ECLI:NL:CRVB:2024:1864
Centrale Raad van Beroep
- Hoger beroep
- Rechtspraak.nl
Beoordeling van de mate van arbeidsongeschiktheid in het kader van de Wet WIA
In deze zaak heeft appellante hoger beroep ingesteld tegen de uitspraak van de rechtbank Noord-Holland, die haar beroep tegen het besluit van het Uwv ongegrond heeft verklaard. De zaak betreft de vaststelling van de mate van arbeidsongeschiktheid van appellante per 23 november 2021, die door het Uwv is vastgesteld op 78,94%. Appellante betwist deze vaststelling en stelt dat zij meer medische beperkingen heeft dan het Uwv heeft aangenomen, waardoor zij niet in staat zou zijn om de geselecteerde functies te vervullen. De Raad voor de Rechtspraak heeft de argumenten van appellante niet gevolgd en oordeelt dat het Uwv de mate van arbeidsongeschiktheid correct heeft vastgesteld.
Het procesverloop laat zien dat appellante, vertegenwoordigd door mr. M. Degelink, hoger beroep heeft ingesteld en nadere stukken heeft ingediend. Het Uwv heeft gereageerd met een verweerschrift. Gezien het feit dat partijen niet hebben verzocht om een zitting, is het onderzoek ter zitting achterwege gebleven. De Raad heeft het onderzoek vervolgens gesloten.
De Raad heeft de feiten en omstandigheden van de zaak beoordeeld, waaronder de medische rapporten van verzekeringsartsen en arbeidsdeskundigen. De rechtbank had eerder geoordeeld dat het medisch onderzoek zorgvuldig was en dat er geen reden was om te twijfelen aan de medische conclusies. De Raad onderschrijft deze bevindingen en concludeert dat de geselecteerde functies voor appellante geschikt zijn. Het hoger beroep van appellante wordt afgewezen, en de uitspraak van de rechtbank wordt bevestigd, wat betekent dat de vastgestelde mate van arbeidsongeschiktheid van 78,94% in stand blijft. Appellante krijgt geen vergoeding voor proceskosten of griffierecht.

— GEËXTRAHEERDE GEGEVENS —
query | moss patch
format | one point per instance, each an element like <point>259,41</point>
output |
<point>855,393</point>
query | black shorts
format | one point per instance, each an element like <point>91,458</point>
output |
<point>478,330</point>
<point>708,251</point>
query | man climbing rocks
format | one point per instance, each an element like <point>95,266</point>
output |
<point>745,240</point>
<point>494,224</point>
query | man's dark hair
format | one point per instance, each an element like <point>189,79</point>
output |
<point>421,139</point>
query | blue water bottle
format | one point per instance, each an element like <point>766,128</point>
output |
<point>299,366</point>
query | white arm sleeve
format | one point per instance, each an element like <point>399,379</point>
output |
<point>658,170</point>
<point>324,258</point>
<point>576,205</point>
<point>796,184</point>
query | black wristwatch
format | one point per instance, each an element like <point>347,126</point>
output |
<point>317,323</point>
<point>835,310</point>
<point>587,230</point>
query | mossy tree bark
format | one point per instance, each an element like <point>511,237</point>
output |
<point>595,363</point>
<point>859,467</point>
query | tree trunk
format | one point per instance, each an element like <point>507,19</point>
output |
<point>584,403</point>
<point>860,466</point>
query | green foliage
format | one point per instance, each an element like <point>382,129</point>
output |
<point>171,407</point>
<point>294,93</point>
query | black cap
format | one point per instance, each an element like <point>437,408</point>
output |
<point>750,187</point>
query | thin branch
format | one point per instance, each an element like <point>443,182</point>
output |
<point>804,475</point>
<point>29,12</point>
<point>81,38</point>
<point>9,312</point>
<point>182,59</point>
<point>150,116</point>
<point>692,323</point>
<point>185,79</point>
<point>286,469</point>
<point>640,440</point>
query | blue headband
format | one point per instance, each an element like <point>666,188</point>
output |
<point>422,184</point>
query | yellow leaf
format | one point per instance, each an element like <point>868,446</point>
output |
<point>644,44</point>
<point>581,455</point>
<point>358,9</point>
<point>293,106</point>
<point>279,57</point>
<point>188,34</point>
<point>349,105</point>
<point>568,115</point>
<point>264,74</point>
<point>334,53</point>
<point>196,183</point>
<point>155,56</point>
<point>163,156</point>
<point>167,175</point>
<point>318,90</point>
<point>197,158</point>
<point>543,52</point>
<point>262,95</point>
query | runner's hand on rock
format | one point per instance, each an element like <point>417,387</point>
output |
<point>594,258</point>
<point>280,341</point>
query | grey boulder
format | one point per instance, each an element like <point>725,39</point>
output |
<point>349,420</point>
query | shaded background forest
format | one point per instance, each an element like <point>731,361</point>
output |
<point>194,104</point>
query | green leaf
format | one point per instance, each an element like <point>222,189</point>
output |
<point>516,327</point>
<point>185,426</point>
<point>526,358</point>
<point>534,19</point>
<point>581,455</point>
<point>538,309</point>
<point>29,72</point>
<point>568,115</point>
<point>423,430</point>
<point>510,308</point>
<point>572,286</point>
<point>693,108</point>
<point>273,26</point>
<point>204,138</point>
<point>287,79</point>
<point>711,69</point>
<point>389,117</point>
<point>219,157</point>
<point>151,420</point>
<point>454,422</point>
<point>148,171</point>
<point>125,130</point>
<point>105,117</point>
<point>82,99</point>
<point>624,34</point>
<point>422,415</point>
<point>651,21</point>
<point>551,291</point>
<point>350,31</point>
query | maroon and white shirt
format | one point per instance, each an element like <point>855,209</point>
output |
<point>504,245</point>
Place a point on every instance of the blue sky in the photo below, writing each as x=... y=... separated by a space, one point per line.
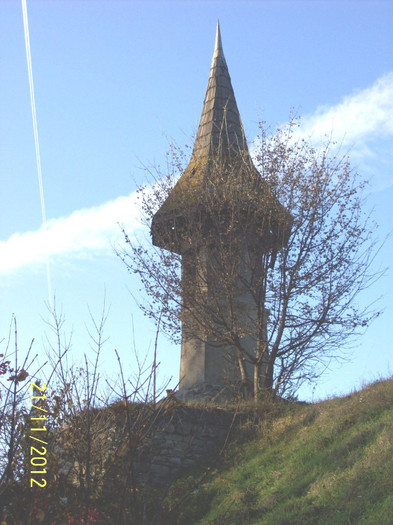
x=114 y=81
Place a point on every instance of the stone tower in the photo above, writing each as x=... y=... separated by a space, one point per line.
x=220 y=181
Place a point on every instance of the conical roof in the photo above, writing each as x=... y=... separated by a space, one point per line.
x=220 y=165
x=220 y=128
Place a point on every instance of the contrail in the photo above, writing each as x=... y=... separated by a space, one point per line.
x=36 y=142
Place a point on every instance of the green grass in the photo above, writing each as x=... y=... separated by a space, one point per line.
x=325 y=463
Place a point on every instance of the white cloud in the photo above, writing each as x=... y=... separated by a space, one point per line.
x=359 y=121
x=359 y=117
x=83 y=232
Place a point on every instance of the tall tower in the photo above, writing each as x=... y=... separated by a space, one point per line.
x=222 y=218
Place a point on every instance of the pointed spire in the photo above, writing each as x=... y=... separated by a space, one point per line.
x=218 y=51
x=220 y=128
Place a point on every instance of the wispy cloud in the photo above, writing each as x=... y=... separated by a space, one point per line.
x=81 y=234
x=360 y=121
x=360 y=116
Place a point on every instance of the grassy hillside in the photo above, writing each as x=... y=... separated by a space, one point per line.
x=325 y=463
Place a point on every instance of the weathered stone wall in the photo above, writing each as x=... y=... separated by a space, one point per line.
x=182 y=437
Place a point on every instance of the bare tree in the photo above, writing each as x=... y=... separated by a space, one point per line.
x=270 y=263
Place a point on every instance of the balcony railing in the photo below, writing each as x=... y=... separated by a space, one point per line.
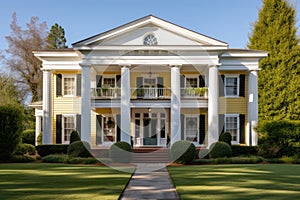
x=149 y=93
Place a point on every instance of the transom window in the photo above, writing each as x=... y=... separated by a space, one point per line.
x=231 y=86
x=232 y=126
x=150 y=40
x=69 y=85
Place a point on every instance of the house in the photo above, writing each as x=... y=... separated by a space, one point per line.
x=150 y=83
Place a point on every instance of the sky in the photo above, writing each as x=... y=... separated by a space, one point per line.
x=226 y=20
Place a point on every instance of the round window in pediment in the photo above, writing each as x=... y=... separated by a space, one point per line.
x=150 y=40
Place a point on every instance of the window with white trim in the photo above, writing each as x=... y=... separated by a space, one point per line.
x=69 y=124
x=69 y=85
x=232 y=126
x=231 y=84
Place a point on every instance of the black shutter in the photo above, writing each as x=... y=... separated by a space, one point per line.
x=202 y=129
x=118 y=128
x=242 y=85
x=221 y=124
x=182 y=126
x=58 y=85
x=118 y=79
x=78 y=85
x=201 y=81
x=58 y=129
x=98 y=129
x=78 y=124
x=221 y=86
x=242 y=129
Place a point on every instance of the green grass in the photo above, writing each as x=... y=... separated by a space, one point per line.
x=60 y=181
x=258 y=181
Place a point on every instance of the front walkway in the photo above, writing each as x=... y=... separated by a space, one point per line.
x=150 y=181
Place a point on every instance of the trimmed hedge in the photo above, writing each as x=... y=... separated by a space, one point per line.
x=220 y=150
x=183 y=152
x=79 y=149
x=47 y=149
x=121 y=152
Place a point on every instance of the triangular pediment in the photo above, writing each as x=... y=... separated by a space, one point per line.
x=133 y=33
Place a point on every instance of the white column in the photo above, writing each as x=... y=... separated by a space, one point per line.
x=86 y=103
x=213 y=100
x=252 y=107
x=125 y=104
x=47 y=107
x=175 y=104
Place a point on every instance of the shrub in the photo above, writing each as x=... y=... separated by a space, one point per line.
x=40 y=139
x=28 y=137
x=23 y=149
x=220 y=150
x=121 y=152
x=79 y=149
x=74 y=137
x=44 y=150
x=225 y=137
x=244 y=150
x=10 y=130
x=183 y=152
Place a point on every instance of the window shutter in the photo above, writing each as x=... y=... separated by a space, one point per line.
x=78 y=124
x=78 y=85
x=242 y=129
x=221 y=86
x=221 y=124
x=98 y=129
x=182 y=126
x=242 y=85
x=201 y=81
x=58 y=85
x=201 y=129
x=118 y=128
x=58 y=129
x=118 y=79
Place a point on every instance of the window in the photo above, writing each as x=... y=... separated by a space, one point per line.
x=69 y=85
x=231 y=85
x=68 y=127
x=150 y=40
x=232 y=126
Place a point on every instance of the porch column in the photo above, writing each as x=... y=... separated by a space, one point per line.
x=213 y=100
x=86 y=103
x=125 y=104
x=253 y=107
x=47 y=107
x=175 y=104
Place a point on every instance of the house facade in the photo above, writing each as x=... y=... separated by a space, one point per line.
x=149 y=83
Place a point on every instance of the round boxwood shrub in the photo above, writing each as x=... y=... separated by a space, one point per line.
x=79 y=149
x=28 y=137
x=225 y=137
x=220 y=150
x=183 y=152
x=74 y=137
x=120 y=152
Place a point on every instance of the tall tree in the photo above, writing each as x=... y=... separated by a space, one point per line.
x=56 y=38
x=20 y=59
x=279 y=81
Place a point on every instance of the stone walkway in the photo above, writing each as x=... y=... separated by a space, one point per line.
x=149 y=184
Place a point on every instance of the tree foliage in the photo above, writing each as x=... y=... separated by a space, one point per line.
x=279 y=82
x=20 y=59
x=56 y=38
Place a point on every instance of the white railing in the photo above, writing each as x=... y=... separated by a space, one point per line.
x=150 y=93
x=194 y=92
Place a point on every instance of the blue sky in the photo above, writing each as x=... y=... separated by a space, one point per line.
x=226 y=20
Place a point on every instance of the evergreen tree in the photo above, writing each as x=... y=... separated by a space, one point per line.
x=56 y=38
x=279 y=81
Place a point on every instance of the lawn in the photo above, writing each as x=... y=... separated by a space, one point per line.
x=261 y=181
x=60 y=181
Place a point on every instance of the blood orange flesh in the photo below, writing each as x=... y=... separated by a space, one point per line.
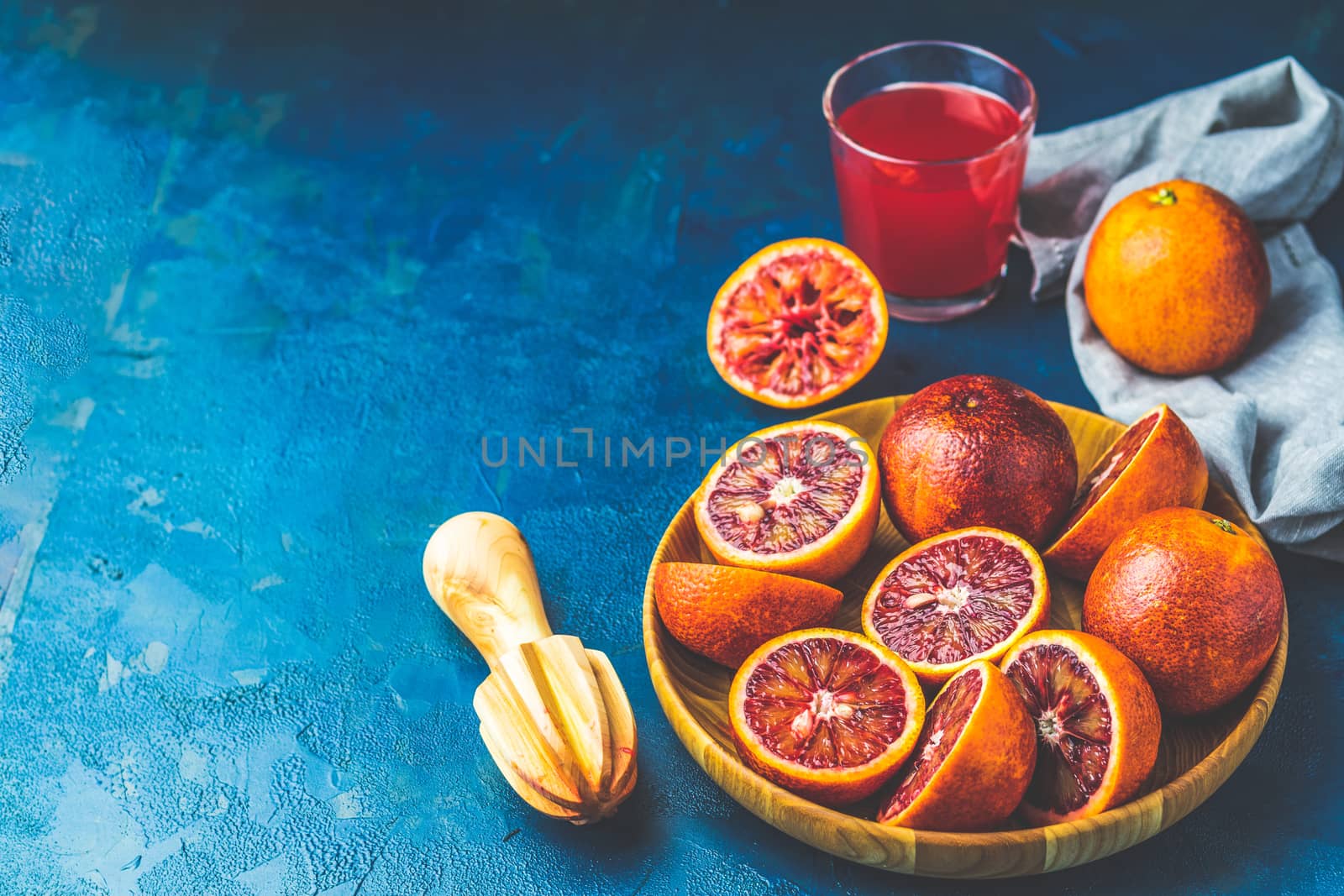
x=1109 y=468
x=785 y=492
x=1073 y=723
x=958 y=597
x=797 y=322
x=947 y=718
x=824 y=703
x=826 y=712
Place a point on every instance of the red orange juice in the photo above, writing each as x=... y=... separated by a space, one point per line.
x=929 y=143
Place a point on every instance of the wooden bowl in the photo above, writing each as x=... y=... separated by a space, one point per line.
x=1195 y=758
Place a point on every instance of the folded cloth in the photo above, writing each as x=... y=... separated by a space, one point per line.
x=1272 y=423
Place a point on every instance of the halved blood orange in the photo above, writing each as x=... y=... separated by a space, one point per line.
x=1156 y=464
x=974 y=759
x=1097 y=725
x=799 y=322
x=826 y=714
x=958 y=597
x=799 y=499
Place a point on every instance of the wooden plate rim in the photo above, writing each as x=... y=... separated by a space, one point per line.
x=1203 y=778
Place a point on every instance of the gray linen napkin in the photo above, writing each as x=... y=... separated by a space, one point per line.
x=1272 y=425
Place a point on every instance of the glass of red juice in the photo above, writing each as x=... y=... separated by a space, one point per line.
x=929 y=143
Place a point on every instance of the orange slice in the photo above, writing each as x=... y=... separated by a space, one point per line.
x=1097 y=725
x=797 y=322
x=826 y=714
x=956 y=598
x=1156 y=464
x=799 y=499
x=725 y=613
x=974 y=759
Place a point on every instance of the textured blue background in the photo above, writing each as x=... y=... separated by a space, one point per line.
x=273 y=275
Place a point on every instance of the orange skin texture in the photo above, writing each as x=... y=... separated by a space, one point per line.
x=1198 y=607
x=978 y=450
x=987 y=773
x=1176 y=286
x=827 y=786
x=1136 y=721
x=1168 y=470
x=725 y=613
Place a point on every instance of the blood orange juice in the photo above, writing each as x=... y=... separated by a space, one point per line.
x=927 y=172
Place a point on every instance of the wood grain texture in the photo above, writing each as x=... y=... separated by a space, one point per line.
x=554 y=716
x=1195 y=758
x=480 y=573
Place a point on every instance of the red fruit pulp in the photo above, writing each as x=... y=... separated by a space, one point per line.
x=826 y=703
x=1108 y=469
x=1073 y=726
x=785 y=492
x=954 y=600
x=931 y=230
x=947 y=719
x=797 y=317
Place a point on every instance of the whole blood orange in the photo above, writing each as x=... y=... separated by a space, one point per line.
x=1097 y=725
x=799 y=499
x=974 y=759
x=725 y=613
x=1191 y=598
x=799 y=322
x=826 y=714
x=954 y=598
x=978 y=450
x=1153 y=465
x=1176 y=278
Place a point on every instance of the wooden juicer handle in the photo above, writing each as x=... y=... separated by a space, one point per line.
x=553 y=714
x=480 y=573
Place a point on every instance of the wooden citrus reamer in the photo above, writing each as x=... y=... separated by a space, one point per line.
x=553 y=714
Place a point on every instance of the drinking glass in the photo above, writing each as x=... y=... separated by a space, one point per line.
x=933 y=223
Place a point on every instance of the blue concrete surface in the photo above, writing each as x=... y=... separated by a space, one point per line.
x=272 y=273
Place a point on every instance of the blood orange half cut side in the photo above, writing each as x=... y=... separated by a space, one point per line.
x=799 y=322
x=799 y=499
x=958 y=597
x=826 y=714
x=974 y=759
x=1097 y=725
x=1155 y=464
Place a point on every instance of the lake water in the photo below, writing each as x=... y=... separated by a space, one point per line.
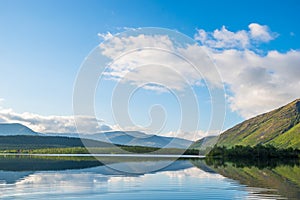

— HET PROBLEEM —
Som alle stappen op die het paginafragment noemt in de alinea die begint met "Het procesverloop laat zien". Houd de volgorde van de tekst aan.

— OPLOSSING —
1. Appellante, vertegenwoordigd door mr. M. Degelink, heeft hoger beroep ingesteld.
2. Appellante heeft nadere stukken ingediend.
3. Het Uwv heeft gereageerd met een verweerschrift.
4. Het onderzoek ter zitting is achterwege gebleven, omdat partijen niet om een zitting hebben verzocht.
5. De Raad heeft het onderzoek gesloten.